**Work to do**.
Find every line in the rows below that contains the word "bridge", and copy each of those lines.

**Data for this exercise**.
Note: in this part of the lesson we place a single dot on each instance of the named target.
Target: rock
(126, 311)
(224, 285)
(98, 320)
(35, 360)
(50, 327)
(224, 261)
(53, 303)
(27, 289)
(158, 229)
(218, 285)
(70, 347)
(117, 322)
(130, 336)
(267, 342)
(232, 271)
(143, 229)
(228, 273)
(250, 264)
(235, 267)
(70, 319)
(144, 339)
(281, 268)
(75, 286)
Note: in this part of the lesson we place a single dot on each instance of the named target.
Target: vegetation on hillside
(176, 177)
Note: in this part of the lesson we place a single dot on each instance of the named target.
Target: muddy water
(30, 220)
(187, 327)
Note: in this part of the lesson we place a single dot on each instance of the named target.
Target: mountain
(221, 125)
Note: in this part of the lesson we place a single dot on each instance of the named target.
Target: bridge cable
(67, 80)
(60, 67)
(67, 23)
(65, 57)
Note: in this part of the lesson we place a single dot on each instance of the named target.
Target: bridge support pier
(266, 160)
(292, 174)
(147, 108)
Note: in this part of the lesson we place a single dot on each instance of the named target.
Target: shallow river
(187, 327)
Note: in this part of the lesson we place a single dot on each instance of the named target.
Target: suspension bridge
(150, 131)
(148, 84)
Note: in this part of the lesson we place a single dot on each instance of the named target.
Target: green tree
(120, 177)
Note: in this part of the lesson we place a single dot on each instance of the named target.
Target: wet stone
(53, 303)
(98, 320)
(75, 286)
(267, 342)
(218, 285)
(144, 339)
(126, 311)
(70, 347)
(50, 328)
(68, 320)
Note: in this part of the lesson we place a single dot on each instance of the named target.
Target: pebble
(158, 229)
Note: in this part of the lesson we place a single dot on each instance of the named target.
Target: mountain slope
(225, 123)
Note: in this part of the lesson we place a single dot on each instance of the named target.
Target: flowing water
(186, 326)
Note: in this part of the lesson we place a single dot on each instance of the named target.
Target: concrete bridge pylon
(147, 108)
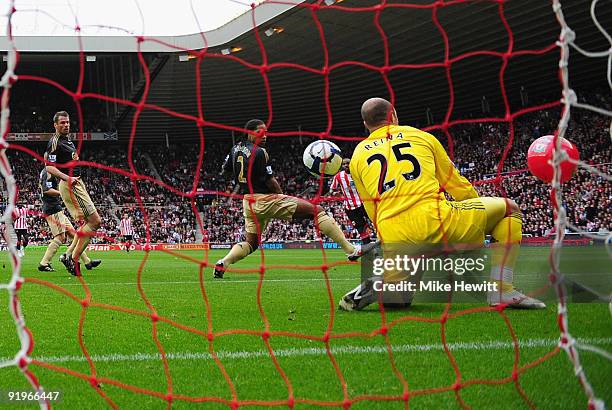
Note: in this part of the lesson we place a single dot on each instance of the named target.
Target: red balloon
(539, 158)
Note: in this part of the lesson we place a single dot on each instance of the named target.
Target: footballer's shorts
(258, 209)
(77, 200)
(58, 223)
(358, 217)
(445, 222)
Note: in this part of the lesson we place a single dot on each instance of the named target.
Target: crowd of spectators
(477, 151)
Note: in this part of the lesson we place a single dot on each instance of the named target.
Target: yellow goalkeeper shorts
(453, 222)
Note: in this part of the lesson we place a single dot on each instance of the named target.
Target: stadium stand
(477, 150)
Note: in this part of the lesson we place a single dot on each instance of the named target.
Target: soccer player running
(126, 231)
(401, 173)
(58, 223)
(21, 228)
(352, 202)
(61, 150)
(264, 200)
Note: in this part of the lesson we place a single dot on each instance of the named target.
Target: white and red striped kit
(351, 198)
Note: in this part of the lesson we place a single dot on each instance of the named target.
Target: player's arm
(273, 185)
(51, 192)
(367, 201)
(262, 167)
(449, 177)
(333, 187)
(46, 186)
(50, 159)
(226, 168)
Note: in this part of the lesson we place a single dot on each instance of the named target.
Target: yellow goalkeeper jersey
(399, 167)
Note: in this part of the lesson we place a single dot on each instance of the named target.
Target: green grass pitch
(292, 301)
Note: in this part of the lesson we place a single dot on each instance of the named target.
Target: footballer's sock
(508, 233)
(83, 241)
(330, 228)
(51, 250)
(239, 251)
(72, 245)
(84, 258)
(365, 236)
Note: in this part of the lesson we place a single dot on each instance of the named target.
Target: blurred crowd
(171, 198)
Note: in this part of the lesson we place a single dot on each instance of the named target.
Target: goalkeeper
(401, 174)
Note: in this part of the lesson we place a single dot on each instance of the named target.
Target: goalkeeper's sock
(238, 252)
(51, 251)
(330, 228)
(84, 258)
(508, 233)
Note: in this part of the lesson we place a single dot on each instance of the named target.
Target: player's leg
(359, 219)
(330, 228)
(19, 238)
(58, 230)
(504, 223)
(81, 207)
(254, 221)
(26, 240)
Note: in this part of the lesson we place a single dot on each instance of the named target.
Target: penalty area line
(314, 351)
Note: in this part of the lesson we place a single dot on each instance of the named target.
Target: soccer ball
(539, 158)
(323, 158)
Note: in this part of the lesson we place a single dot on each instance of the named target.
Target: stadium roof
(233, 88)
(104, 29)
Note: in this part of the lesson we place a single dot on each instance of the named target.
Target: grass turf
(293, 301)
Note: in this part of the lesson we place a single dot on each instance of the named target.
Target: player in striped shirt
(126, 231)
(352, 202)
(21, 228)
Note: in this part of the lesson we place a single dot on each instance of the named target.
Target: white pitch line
---
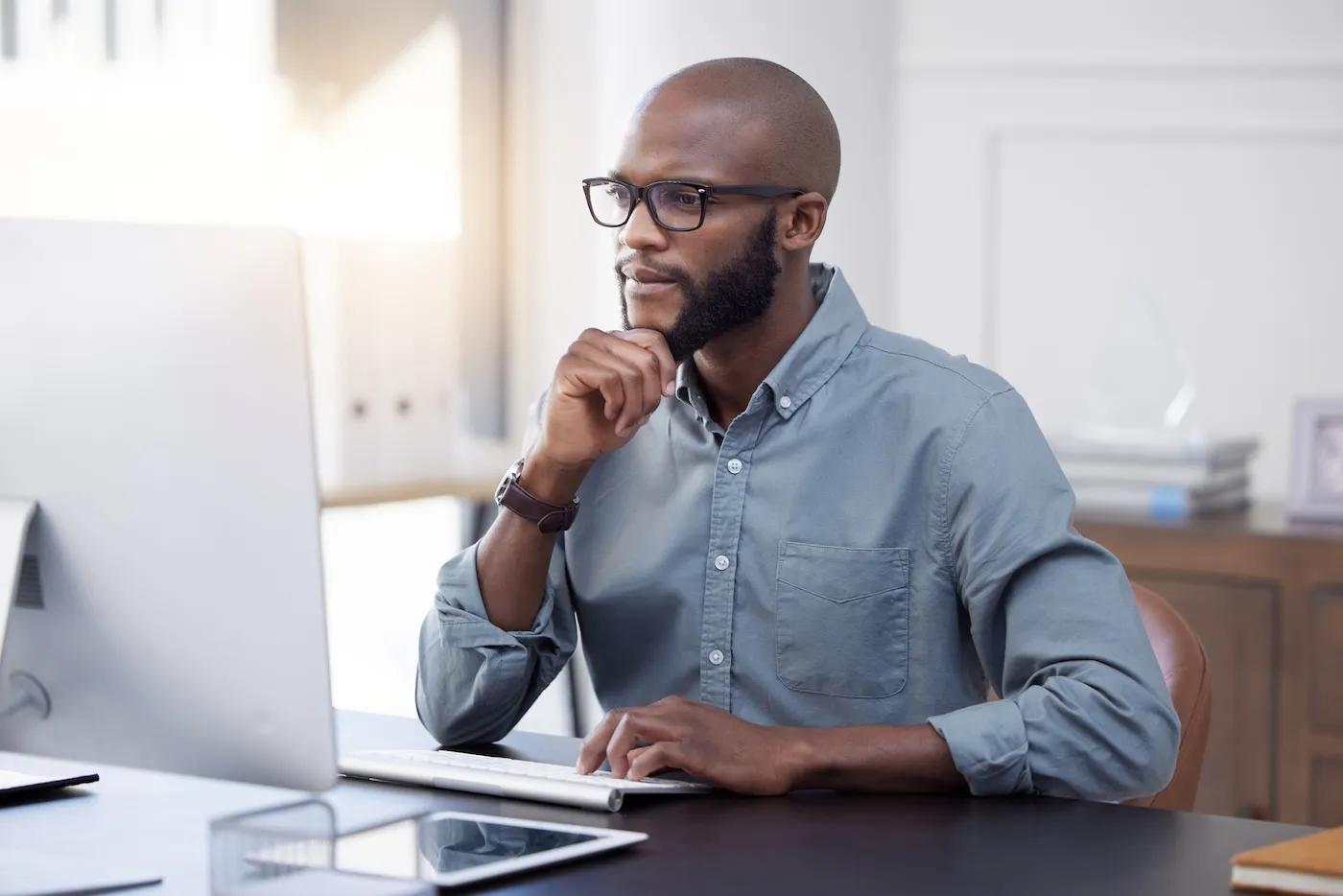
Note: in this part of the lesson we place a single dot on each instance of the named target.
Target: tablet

**Solution to the exercise**.
Target: bridge cable
Target: bridge support pier
Target: suspension bridge
Target: concrete bridge pylon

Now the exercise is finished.